EXTRAIT DE PAGE ::
Peu de temps après, Janavel eut
encore l'ultime et grande joie de recevoir, d'une
manière vraiment providentielle, des
nouvelles directes des Vaudois rentrés dans
ses chères Vallées.
Un jour, vers la fin de l'hiver, un ami
genevois, un homme de lettres dont nous ignorons le
nom, lui fit cadeau d'un manuscrit
chiffonné, qui portait les traces
évidentes de bien des aventures. Le vieux
capitaine en reconnut l'écriture avec
émotion, c'était celle d'un de ses
jeunes amis,
Étienne Reynaudin, qui se trouvait parmi
les combattants de la Glorieuse Rentrée. Il
l'avait plusieurs fois reçu en ces
dernières années comme collaborateur
zélé, d'abord pour la
délivrance des prisonniers puis pour la
préparation de la grande entreprise. Il
l'avait vu partir. Et voilà qu'arrivait
soudain ce précieux document, dans lequel
l'auteur narrait les événements des
premières semaines de
l'expédition.
Le manuscrit original de Pierre
Reynaudin, son journal de l'expédition des
Vaudois, n'existe plus ; mais dans les
archives de la Société
d'Études Vaudoises, on en trouve une copie,
sur cahier de papier usé et jauni dont la
calligraphie haute, claire,
régulière, a permis à Muston
de le considérer comme écrit à
Genève dans cette même année
1690. Or, d'après une note ajoutée
à la copie même et par une remarque
d'Arnaud en personne, nous apprenons que le dit
manuscrit fut retrouvé, le 13 novembre 1689,
par un officier piémontais le comte de
Blegnac, sur les rochers de l'Aiguille, tout au
haut de la sauvage combe de Subiasc, dans un refuge
presque inaccessible où un groupe de
soixante Vaudois s'étaient fortifiés
quelque temps. Parmi eux se trouvait le jeune
Reynaudin qui, dans les moments de relâche,
entre une incursion et un combat, avait, jusqu'au
18 octobre écrit son journal de guerre. Le
texte s'interrompait à cette date ;
puis, le 12 novembre, ces Vaudois avaient
quitté leur refuge pour éviter d'y
être encerclés par les ennemis. C'est
en y pénétrant le lendemain que
ceux-ci avaient découvert le cahier au
milieu de vivres et d'objets abandonnés. Ils
l'avaient porté à Turin ; de
là, par des voies ignorées, ce texte
était arrivé de main en main,
jusqu'à Genève.
En feuilletant ces pages jaunies, si
semblables dans la forme et l'apparence à ce
que devait être l'original, on évoque
naturellement
l'image de Janavel, le corps épuisé
par la maladie, mais l'esprit toujours alerte et
vif et un croit le voir penché sur le
manuscrit, tout à la lecture de l'admirable
épopée. Il revécut alors, jour
après jour, les laborieuses étapes
à travers la Savoie, le terrible passage des
Alpes, la rencontre sanglante de Salbertrand,
l'arrivée aux Vallées, les
incursions, les combats, les attaques, les
ripostes, les efforts infinis que soutint, avec une
foi et une ténacité
inébranlables, cette poignée de
héros. La narration s'interrompait
brusquement ; mais l'imagination du vieux
capitaine ne cessait de reconstituer dans le cadre
bien connu des Vallées le tableau de ces
luttes inouïes qui devaient aboutir à
la victoire finale...

EXTRAITS DE DONNÉES ::

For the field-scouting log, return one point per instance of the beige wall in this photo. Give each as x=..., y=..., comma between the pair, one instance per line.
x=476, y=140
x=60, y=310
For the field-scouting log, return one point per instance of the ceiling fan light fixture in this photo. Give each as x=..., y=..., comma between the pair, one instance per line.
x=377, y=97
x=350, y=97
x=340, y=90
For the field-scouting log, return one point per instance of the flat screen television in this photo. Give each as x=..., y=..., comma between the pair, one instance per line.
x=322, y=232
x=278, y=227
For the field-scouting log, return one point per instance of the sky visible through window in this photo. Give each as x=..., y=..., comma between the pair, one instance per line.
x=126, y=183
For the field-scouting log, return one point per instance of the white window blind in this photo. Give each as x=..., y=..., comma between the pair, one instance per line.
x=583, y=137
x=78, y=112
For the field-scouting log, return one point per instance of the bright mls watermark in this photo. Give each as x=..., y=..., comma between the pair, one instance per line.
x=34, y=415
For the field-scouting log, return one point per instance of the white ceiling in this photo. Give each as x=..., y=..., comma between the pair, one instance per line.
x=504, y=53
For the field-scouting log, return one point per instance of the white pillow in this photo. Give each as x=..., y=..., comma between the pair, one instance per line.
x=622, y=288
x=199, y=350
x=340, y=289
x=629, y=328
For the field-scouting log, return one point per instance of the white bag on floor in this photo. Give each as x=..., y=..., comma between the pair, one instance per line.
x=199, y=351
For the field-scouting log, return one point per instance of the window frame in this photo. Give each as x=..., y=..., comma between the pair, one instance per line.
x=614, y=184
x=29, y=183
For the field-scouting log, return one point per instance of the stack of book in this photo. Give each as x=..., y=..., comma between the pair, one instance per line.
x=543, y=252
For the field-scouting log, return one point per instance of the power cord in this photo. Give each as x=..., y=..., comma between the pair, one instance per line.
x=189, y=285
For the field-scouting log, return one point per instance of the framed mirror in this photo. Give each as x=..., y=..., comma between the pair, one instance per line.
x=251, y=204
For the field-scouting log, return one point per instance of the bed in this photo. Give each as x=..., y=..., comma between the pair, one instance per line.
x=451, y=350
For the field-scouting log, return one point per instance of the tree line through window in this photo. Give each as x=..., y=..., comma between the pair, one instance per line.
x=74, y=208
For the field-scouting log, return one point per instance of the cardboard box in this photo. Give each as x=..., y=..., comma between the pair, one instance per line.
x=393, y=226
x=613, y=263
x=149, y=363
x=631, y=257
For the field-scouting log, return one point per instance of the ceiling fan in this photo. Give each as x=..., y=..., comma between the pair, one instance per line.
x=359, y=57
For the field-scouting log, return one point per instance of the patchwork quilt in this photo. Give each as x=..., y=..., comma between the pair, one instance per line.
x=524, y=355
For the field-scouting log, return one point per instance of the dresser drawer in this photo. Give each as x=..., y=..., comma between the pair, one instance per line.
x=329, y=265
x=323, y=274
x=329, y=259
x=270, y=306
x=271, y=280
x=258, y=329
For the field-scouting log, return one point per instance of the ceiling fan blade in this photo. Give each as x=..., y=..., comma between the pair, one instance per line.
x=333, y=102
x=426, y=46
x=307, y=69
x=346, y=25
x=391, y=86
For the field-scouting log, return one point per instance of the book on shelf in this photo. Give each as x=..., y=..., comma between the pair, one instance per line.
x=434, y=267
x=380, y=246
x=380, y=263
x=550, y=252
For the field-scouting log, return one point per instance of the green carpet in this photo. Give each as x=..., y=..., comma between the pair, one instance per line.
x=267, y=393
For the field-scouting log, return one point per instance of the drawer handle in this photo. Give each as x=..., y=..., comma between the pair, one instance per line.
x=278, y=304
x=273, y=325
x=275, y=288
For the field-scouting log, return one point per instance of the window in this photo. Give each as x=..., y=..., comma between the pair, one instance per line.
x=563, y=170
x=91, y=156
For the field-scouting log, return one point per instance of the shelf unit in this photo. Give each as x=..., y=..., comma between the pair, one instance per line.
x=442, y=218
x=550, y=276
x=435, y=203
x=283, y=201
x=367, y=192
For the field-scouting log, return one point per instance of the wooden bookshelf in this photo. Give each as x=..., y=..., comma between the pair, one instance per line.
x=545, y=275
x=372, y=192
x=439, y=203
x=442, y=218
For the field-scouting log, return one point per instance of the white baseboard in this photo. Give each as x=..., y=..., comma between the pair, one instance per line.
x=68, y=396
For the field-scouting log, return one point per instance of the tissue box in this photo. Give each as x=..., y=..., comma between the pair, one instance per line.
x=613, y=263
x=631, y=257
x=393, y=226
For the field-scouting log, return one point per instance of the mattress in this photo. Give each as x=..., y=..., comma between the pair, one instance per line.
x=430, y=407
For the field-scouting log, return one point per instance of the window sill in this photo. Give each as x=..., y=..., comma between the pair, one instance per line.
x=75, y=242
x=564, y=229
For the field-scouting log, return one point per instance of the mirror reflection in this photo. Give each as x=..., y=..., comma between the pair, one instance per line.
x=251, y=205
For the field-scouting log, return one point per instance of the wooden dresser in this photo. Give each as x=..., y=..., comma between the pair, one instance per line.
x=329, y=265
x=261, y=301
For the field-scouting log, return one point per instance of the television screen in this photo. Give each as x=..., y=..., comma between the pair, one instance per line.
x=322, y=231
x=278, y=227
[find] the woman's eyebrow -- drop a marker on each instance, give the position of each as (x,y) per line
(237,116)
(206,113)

CONSIGNE DE TRAVAIL A ::
Recopiez fidèlement le passage de l'extrait de page qui va de « Peu de temps » jusqu'à « ses chères Vallées. ».
CONSIGNE DE TRAVAIL B ::
Relevez toutes les dates chiffrées que mentionne l'extrait de page.
Les lignes n'ont aucun rapport avec l'extrait de page.

RÉPONSE ATTENDUE A ::
Peu de temps après, Janavel eut
encore l'ultime et grande joie de recevoir, d'une
manière vraiment providentielle, des
nouvelles directes des Vaudois rentrés dans
ses chères Vallées.

RÉPONSE ATTENDUE B ::
- 1690
- le 13 novembre 1689
- le 18 octobre
- le 12 novembre